Stated problem:
Please format the data as a Markdown table with the columns No. and Text, starting with its first line and going on through the line that contains "(1107, 751)", with both of those lines included. Number each line in the No. column and leave out blank lines.

Input records:
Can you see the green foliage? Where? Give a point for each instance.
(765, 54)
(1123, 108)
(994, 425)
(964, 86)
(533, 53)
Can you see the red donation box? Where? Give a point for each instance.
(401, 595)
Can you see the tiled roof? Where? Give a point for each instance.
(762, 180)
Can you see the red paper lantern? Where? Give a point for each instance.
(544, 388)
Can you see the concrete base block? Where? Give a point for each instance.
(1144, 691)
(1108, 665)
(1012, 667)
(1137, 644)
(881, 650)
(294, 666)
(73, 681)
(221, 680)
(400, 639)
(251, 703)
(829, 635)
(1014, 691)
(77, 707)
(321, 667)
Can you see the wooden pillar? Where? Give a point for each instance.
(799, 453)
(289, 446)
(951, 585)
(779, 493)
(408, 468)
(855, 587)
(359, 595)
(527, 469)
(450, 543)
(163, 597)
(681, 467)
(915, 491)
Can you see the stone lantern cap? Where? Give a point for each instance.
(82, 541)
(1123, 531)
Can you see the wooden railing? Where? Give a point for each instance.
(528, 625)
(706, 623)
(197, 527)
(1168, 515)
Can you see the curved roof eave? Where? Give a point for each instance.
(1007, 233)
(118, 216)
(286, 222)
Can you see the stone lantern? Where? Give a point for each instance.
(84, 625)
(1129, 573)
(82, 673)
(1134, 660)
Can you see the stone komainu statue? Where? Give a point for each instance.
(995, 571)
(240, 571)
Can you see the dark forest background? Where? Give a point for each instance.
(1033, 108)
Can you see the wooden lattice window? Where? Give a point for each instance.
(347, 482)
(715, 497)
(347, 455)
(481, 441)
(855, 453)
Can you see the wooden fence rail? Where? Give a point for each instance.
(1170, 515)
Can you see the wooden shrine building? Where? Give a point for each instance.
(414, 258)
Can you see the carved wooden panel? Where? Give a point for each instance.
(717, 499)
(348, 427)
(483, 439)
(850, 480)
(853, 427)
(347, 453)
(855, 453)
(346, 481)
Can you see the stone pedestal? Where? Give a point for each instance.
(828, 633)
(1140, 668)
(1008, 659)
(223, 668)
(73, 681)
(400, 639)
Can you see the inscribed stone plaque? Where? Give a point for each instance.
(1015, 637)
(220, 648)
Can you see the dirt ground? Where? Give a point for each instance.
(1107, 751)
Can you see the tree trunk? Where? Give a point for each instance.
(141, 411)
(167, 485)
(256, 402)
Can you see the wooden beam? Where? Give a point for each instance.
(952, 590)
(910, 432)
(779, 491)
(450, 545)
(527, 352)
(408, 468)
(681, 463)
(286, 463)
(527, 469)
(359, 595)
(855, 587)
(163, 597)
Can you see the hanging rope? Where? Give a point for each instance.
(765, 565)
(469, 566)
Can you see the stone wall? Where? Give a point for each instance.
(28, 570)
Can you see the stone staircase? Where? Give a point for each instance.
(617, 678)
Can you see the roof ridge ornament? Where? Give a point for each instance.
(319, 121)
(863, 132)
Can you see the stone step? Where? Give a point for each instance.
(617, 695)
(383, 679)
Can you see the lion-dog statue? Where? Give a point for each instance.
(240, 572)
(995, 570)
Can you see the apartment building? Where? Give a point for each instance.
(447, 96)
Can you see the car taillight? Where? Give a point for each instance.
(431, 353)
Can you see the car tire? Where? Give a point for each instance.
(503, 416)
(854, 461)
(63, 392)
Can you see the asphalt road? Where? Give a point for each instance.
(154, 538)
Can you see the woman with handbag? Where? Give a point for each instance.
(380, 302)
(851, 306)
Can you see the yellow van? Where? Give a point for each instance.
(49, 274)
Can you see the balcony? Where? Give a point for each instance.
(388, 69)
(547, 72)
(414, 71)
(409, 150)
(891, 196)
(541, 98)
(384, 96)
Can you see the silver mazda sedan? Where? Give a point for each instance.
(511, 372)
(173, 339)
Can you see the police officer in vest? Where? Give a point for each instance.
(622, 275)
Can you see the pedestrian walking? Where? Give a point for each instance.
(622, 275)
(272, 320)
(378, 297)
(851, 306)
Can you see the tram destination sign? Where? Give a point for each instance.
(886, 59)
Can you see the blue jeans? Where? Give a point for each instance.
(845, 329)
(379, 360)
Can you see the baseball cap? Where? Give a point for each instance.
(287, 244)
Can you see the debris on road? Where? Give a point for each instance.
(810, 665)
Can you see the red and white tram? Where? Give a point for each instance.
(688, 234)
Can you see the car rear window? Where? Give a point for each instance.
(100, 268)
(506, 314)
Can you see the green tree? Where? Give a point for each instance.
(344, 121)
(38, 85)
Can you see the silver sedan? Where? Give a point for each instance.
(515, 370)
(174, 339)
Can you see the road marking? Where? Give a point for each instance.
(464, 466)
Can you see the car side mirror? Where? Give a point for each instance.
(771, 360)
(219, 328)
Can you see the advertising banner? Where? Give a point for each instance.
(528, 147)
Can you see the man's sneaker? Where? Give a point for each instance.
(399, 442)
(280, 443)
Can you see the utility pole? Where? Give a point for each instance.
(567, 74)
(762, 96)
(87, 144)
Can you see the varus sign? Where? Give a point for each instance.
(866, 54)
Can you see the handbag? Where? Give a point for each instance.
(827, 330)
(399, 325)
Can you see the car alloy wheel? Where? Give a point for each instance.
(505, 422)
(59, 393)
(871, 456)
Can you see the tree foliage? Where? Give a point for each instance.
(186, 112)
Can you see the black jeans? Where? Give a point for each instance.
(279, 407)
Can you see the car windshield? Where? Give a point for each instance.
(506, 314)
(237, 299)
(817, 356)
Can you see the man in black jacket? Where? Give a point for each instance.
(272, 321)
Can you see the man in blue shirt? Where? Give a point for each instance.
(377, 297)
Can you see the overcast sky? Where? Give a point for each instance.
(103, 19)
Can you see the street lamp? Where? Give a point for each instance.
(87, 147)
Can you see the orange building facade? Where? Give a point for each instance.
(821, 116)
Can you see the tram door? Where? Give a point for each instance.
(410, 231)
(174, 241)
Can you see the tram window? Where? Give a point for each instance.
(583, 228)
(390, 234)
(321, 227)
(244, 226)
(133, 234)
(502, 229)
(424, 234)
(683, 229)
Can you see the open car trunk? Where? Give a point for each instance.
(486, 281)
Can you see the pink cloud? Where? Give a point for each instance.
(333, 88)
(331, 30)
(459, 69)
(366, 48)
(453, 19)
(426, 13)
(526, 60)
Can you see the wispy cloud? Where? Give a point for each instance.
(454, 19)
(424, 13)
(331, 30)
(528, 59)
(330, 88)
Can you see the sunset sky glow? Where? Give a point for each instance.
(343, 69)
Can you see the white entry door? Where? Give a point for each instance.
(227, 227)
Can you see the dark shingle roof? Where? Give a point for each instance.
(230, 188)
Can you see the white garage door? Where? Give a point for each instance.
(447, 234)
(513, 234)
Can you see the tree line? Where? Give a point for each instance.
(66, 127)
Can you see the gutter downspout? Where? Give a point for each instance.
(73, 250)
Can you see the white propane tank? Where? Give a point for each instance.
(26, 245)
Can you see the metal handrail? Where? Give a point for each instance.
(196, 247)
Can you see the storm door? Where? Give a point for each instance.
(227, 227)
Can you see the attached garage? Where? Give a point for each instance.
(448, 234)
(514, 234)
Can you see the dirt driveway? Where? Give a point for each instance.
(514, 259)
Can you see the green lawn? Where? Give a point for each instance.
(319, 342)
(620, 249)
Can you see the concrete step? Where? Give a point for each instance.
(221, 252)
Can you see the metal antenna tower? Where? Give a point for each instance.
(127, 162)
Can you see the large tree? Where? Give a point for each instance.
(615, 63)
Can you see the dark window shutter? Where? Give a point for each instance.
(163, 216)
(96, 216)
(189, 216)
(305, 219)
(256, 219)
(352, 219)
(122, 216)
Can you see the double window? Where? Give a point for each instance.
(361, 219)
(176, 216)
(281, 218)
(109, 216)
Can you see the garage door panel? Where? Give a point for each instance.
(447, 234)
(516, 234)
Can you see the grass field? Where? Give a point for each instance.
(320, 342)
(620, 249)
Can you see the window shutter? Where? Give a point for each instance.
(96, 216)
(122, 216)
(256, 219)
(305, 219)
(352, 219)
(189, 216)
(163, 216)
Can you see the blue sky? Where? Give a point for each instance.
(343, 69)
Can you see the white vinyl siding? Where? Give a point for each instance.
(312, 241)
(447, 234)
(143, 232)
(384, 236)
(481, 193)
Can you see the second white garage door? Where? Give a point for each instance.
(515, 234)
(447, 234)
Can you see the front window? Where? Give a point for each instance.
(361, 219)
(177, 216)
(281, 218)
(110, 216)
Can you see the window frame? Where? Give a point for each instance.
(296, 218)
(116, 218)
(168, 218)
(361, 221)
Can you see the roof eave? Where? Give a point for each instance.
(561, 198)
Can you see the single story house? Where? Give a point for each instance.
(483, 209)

Expected output:
| No. | Text |
|---|---|
| 1 | Can you see the green foliage? Where? Give a point for each instance. |
| 2 | (765, 54) |
| 3 | (1123, 108) |
| 4 | (994, 425) |
| 5 | (964, 86) |
| 6 | (533, 53) |
| 7 | Can you see the red donation box? Where? Give a point for each instance. |
| 8 | (401, 595) |
| 9 | Can you see the tiled roof? Where? Give a point for each instance. |
| 10 | (762, 180) |
| 11 | Can you see the red paper lantern? Where? Give a point for each instance. |
| 12 | (544, 388) |
| 13 | Can you see the concrete base block? Where? Give a point for each instance. |
| 14 | (1144, 691) |
| 15 | (1108, 665) |
| 16 | (1012, 667) |
| 17 | (1137, 644) |
| 18 | (881, 650) |
| 19 | (294, 666) |
| 20 | (73, 681) |
| 21 | (221, 680) |
| 22 | (400, 639) |
| 23 | (251, 703) |
| 24 | (829, 635) |
| 25 | (1014, 691) |
| 26 | (77, 707) |
| 27 | (321, 667) |
| 28 | Can you see the wooden pillar? Where? Give a point for each instance. |
| 29 | (799, 453) |
| 30 | (289, 446) |
| 31 | (951, 585) |
| 32 | (779, 493) |
| 33 | (408, 468) |
| 34 | (855, 587) |
| 35 | (359, 595) |
| 36 | (527, 469) |
| 37 | (450, 543) |
| 38 | (163, 597) |
| 39 | (681, 467) |
| 40 | (915, 491) |
| 41 | Can you see the stone lantern cap? Where? Give a point for each instance. |
| 42 | (82, 541) |
| 43 | (1123, 531) |
| 44 | Can you see the wooden railing? Where? Give a point for each instance. |
| 45 | (528, 625) |
| 46 | (706, 623) |
| 47 | (197, 527) |
| 48 | (1168, 515) |
| 49 | Can you see the curved roof eave? Where? Give a point for each instance. |
| 50 | (1007, 233) |
| 51 | (118, 216) |
| 52 | (286, 222) |
| 53 | Can you see the stone lantern? Where? Give a point for each instance. |
| 54 | (84, 625) |
| 55 | (1129, 573) |
| 56 | (82, 673) |
| 57 | (1134, 660) |
| 58 | Can you see the stone komainu statue? Where? Give a point for each instance. |
| 59 | (995, 571) |
| 60 | (240, 571) |
| 61 | Can you see the dark forest background? Where? Give a point for each instance. |
| 62 | (1033, 108) |
| 63 | Can you see the wooden lattice window? Where? Give a point for each instance. |
| 64 | (347, 482) |
| 65 | (715, 497) |
| 66 | (347, 455) |
| 67 | (481, 441) |
| 68 | (855, 453) |
| 69 | Can you see the wooden fence rail? Where? Give a point for each instance. |
| 70 | (1170, 515) |
| 71 | Can you see the wooden shrine building? Where? Give a point for each instance. |
| 72 | (414, 258) |
| 73 | Can you see the carved wooden panel? Where? Give a point for each instance. |
| 74 | (717, 499) |
| 75 | (348, 427) |
| 76 | (483, 439) |
| 77 | (850, 480) |
| 78 | (853, 427) |
| 79 | (347, 453) |
| 80 | (855, 453) |
| 81 | (346, 481) |
| 82 | Can you see the stone pedestal? Where? Give a point for each instance. |
| 83 | (828, 633) |
| 84 | (1140, 668) |
| 85 | (1008, 659) |
| 86 | (223, 668) |
| 87 | (73, 681) |
| 88 | (400, 639) |
| 89 | Can you see the inscribed stone plaque? Where? Give a point for each instance. |
| 90 | (1015, 637) |
| 91 | (220, 648) |
| 92 | Can you see the dirt ground? Where? Give a point for each instance. |
| 93 | (1107, 751) |